*Directions*. Return each entry word for word and skip its pictures.

Saved entries
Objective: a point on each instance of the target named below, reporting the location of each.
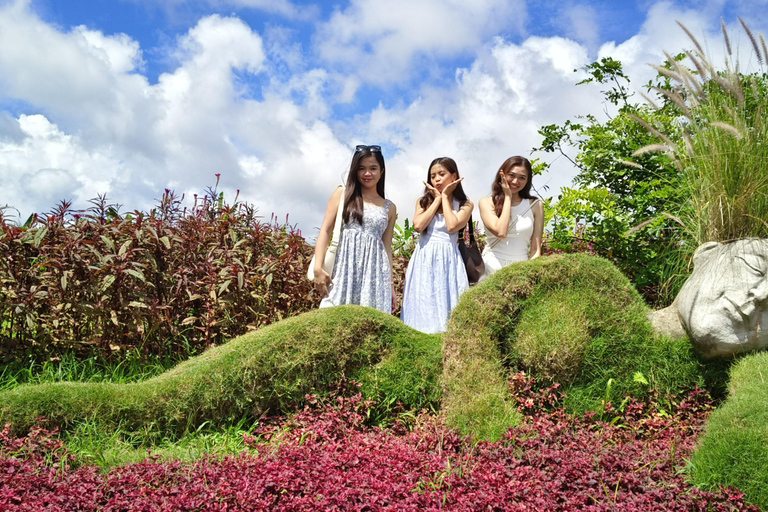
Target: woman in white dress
(513, 218)
(436, 275)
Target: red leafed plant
(172, 279)
(325, 458)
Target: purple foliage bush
(325, 458)
(173, 279)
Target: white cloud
(260, 111)
(282, 7)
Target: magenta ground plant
(324, 457)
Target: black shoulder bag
(471, 255)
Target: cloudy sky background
(129, 97)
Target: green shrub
(267, 371)
(734, 447)
(569, 318)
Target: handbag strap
(339, 215)
(471, 231)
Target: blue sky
(128, 97)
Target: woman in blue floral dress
(362, 271)
(436, 275)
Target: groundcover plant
(324, 457)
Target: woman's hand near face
(449, 188)
(432, 190)
(504, 185)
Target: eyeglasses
(363, 147)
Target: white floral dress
(361, 272)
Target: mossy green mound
(734, 447)
(574, 319)
(269, 370)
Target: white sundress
(434, 279)
(500, 252)
(361, 271)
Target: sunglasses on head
(363, 147)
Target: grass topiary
(571, 318)
(734, 447)
(268, 370)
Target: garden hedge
(573, 319)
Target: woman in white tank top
(513, 218)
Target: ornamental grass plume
(721, 151)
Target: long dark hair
(353, 200)
(451, 167)
(497, 193)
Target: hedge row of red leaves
(175, 279)
(325, 458)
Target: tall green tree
(623, 202)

*Expected output*.
Objective: a point on each instance of the target named below, reporting the location of each.
Target: woman in white dress
(513, 218)
(436, 275)
Target: red leafed plant
(172, 279)
(325, 458)
Target: purple foliage bush
(325, 458)
(173, 279)
Target: white cloud
(260, 111)
(282, 7)
Target: magenta ground plant
(324, 457)
Target: black shoulder bag
(471, 255)
Target: cloudy sky background
(129, 97)
Target: green shrub
(267, 371)
(734, 447)
(569, 318)
Target: handbag strap
(339, 215)
(471, 231)
Target: blue sky
(128, 97)
Target: woman in blue floral dress
(362, 271)
(436, 275)
Target: groundcover plant
(324, 457)
Target: woman's hand near face
(449, 188)
(432, 190)
(504, 185)
Target: eyeglasses
(363, 147)
Target: white floral dress
(361, 272)
Target: mossy green mound
(734, 447)
(574, 319)
(269, 370)
Target: white sundress
(434, 279)
(500, 252)
(361, 271)
Target: sunglasses on head
(363, 147)
Target: grass topiary
(571, 318)
(734, 447)
(268, 370)
Target: garden hedge
(573, 319)
Target: woman in white tank top
(513, 218)
Target: ornamental grass plume
(721, 151)
Target: long dark hair
(353, 200)
(451, 167)
(497, 193)
Target: hedge row of red leaves
(175, 279)
(325, 458)
Target: tall green tree
(623, 202)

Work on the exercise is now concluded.